Kutipan untuk dibaca
:::::

Majelis hakim menyatakan, Syafruddin terbukti terlibat dalam menerbitkan Surat Keterangan Lunas (SKL) BLBI kepada Bank Dagang Nasional Indonesia (BDNI).
Namun, majelis hakim menilai tidak ada tindak pidana yang dilakukan Syafruddin dalam menerbitkan SKL BLBI.
"Menyatakan Syafruddin Arsyad Temenggung terbukti melakukan perbuatan sebagaimana didakwakan kepadanya akan tetapi perbuatan itu tidak merupakan suatu tindak pidana," kata Kepala Biro Hukum dan Humas MA, Abdullah di Gedung MA, Jakarta, Selasa (9/7/2019).
Putusan tersebut membatalkan vonis 15 tahun penjara yang dikeluarkan Pengadilan Tinggi DKI Jakarta.
Putusan PT DKI ini memperberat hukuman Syafruddin dari vonis 13 tahun penjara yang dijatuhkan Pengadilan Tipikor.
Wakil Ketua Komisi Pemberantasan Korupsi (KPK) Laode M Syarif mengaku terkejut atas dikabulkannya kasasi Syafruddin oleh MA.
"Pertama, KPK menghormati putusan MA. Namun demikian, KPK merasa kaget karena putusan ini aneh bin ajaib karena bertentangan dengan putusan hakim pada pengadilan negeri dan pengadilan tinggi," kata Laode dalam keterangan tertulis, Selasa (9/7/2019).
4. Sofyan Basir, Kasus Dugaan Suap Proyek PLTU Riau-1
Mantan Direktur Utama PT PLN Sofyan Basir akhirnya bebas dari tahanan, Senin (4/11/2019) sekitar pukul 17.54 WIB.

:::::

Soal singkat
Ambil persis bagian kutipan berita yang dimulai dengan "Majelis hakim menyatakan, Syafruddin" dan berlanjut sampai "Tinggi DKI Jakarta.". Data ini merupakan bahan tersendiri yang terpisah dari kutipan berita.

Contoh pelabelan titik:
:::::

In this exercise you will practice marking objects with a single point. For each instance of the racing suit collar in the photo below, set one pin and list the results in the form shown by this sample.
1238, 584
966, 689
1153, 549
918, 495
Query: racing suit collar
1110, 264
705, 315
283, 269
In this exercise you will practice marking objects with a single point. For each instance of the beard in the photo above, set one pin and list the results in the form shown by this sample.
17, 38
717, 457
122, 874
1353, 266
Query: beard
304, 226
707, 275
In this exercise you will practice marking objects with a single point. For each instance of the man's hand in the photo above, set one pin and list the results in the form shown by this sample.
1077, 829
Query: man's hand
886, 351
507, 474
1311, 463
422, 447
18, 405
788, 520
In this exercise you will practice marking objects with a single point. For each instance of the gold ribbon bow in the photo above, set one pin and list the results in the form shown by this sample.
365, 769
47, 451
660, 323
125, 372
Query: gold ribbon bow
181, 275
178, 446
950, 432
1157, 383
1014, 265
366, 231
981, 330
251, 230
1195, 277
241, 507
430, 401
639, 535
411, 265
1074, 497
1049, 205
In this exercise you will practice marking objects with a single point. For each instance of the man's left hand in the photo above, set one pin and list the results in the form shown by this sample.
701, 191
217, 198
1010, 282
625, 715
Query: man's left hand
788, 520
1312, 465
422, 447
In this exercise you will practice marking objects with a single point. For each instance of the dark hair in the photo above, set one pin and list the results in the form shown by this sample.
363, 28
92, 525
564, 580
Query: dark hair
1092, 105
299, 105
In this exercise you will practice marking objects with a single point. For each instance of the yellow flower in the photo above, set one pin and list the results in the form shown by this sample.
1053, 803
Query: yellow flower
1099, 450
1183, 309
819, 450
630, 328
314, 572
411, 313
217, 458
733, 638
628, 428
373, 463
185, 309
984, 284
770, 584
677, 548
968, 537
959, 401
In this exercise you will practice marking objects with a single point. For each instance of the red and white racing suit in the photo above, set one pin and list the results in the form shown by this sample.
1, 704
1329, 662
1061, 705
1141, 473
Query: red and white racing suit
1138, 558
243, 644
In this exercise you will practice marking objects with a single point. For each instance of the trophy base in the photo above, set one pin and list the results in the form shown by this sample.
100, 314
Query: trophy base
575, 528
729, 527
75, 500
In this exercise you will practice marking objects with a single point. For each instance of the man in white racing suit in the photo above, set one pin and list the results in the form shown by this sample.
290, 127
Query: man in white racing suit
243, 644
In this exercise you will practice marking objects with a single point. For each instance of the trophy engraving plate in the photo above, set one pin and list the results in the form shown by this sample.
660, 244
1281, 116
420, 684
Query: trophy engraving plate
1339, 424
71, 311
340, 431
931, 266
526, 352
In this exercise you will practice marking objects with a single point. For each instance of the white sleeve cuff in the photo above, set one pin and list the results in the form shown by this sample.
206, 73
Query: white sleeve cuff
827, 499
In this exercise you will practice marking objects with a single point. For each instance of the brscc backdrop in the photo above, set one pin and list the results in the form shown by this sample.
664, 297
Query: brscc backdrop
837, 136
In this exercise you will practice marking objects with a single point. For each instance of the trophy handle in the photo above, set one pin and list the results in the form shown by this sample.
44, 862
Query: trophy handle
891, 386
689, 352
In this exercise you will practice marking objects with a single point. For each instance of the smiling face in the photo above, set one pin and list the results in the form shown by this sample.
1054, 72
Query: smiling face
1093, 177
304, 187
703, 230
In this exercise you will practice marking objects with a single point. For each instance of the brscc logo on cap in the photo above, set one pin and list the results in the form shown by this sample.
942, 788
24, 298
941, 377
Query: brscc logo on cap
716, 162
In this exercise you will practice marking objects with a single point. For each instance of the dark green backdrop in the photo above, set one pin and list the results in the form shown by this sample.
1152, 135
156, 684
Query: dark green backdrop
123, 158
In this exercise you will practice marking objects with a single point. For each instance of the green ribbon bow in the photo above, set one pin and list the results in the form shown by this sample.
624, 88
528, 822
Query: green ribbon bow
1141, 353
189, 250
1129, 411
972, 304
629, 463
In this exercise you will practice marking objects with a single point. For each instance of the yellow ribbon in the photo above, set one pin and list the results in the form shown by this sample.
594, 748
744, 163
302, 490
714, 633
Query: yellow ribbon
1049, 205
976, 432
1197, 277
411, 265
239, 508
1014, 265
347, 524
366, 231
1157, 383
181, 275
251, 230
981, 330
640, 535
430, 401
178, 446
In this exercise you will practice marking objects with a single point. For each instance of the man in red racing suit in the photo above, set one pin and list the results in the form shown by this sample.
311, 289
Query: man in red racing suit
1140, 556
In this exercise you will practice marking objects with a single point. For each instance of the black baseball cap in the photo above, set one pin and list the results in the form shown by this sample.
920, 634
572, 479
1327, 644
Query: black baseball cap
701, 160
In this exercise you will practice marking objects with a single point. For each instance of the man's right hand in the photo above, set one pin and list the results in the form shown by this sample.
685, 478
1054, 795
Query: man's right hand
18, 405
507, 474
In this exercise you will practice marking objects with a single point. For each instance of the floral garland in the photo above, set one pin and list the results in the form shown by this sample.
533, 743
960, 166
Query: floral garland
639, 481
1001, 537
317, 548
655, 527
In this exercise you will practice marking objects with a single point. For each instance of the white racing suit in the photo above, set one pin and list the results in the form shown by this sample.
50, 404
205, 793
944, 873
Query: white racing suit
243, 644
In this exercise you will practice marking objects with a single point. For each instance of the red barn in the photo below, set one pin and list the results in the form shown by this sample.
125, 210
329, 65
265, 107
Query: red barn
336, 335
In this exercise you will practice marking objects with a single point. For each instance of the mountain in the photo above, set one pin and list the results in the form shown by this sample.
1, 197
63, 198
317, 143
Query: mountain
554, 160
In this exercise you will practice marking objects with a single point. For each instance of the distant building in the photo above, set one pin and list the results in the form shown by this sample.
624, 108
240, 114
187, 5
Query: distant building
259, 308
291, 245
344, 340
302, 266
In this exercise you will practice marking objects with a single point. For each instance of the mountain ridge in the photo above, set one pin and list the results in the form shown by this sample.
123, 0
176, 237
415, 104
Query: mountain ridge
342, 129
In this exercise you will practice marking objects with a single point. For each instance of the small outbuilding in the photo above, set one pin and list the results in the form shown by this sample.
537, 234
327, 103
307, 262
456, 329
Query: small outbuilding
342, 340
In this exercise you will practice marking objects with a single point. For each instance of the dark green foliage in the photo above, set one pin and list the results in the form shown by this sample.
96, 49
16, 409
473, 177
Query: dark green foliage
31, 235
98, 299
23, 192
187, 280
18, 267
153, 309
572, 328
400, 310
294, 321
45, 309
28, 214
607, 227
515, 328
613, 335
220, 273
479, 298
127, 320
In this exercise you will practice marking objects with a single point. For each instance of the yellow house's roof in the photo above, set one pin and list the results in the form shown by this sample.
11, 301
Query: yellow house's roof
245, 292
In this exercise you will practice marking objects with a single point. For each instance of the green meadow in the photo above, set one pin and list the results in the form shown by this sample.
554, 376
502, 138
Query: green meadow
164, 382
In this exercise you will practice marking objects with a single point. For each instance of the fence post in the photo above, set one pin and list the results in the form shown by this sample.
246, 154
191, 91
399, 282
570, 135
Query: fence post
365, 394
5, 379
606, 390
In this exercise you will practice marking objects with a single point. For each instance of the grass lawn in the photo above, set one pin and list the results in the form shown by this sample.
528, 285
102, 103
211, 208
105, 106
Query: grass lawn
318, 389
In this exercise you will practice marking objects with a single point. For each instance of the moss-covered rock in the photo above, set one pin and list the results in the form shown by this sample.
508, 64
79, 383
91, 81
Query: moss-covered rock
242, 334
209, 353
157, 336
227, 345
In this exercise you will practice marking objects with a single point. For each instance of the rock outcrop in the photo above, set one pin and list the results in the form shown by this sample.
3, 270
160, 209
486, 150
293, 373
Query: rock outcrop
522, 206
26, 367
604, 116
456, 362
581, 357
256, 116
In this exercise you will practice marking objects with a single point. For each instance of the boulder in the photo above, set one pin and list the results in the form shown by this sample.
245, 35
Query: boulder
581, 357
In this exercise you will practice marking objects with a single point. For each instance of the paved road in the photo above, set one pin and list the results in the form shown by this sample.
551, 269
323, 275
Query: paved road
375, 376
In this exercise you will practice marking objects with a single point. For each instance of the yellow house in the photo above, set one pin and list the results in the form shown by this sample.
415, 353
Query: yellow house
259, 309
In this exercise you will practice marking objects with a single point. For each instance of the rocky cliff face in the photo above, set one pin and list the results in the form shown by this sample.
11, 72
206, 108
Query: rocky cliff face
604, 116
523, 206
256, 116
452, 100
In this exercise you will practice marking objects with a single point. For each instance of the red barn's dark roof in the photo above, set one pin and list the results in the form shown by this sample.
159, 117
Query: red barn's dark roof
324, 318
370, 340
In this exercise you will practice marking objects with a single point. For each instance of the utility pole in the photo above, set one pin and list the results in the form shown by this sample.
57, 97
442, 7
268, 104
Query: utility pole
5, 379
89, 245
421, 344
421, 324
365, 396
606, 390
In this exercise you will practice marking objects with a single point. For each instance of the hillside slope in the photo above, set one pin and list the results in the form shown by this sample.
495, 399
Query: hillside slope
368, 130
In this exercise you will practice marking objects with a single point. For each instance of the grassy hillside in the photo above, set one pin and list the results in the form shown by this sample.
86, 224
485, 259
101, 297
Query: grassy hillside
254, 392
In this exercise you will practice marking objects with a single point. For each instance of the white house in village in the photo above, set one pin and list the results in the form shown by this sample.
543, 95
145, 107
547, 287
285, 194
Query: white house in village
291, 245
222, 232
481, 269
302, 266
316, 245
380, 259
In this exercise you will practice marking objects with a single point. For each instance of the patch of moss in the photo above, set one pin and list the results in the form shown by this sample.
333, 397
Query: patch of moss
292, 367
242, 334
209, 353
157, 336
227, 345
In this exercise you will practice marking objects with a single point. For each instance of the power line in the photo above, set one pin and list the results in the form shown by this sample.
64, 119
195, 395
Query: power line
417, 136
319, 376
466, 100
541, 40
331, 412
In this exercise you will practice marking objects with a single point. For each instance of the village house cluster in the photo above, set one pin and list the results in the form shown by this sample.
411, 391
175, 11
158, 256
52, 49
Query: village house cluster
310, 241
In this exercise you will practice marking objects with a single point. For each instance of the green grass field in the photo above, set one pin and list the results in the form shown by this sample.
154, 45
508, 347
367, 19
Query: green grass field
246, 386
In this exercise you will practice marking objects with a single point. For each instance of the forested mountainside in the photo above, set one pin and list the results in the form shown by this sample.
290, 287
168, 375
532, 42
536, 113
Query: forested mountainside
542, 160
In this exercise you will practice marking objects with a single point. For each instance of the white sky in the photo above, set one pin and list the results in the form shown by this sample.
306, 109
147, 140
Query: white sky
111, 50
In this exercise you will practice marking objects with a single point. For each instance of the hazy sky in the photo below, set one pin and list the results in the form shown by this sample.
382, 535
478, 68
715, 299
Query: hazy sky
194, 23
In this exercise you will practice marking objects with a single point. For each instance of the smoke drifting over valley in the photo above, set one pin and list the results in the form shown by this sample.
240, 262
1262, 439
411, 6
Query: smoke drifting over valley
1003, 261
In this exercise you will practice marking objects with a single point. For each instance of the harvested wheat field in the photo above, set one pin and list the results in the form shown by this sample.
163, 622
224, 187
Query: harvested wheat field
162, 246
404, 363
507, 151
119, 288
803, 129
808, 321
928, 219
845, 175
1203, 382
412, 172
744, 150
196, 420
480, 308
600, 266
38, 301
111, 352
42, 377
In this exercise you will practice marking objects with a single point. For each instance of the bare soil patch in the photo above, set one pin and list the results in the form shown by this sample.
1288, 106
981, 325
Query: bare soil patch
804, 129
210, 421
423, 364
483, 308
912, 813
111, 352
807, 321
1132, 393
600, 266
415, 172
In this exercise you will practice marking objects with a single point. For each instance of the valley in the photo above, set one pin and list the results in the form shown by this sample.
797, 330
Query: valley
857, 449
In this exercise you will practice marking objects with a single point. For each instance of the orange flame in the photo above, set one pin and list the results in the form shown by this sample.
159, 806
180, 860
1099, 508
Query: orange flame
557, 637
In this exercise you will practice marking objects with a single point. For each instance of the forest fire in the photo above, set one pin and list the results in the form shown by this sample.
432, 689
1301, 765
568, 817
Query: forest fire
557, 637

:::::

Hasil
Majelis hakim menyatakan, Syafruddin terbukti terlibat dalam menerbitkan Surat Keterangan Lunas (SKL) BLBI kepada Bank Dagang Nasional Indonesia (BDNI).
Namun, majelis hakim menilai tidak ada tindak pidana yang dilakukan Syafruddin dalam menerbitkan SKL BLBI.
"Menyatakan Syafruddin Arsyad Temenggung terbukti melakukan perbuatan sebagaimana didakwakan kepadanya akan tetapi perbuatan itu tidak merupakan suatu tindak pidana," kata Kepala Biro Hukum dan Humas MA, Abdullah di Gedung MA, Jakarta, Selasa (9/7/2019).
Putusan tersebut membatalkan vonis 15 tahun penjara yang dikeluarkan Pengadilan Tinggi DKI Jakarta.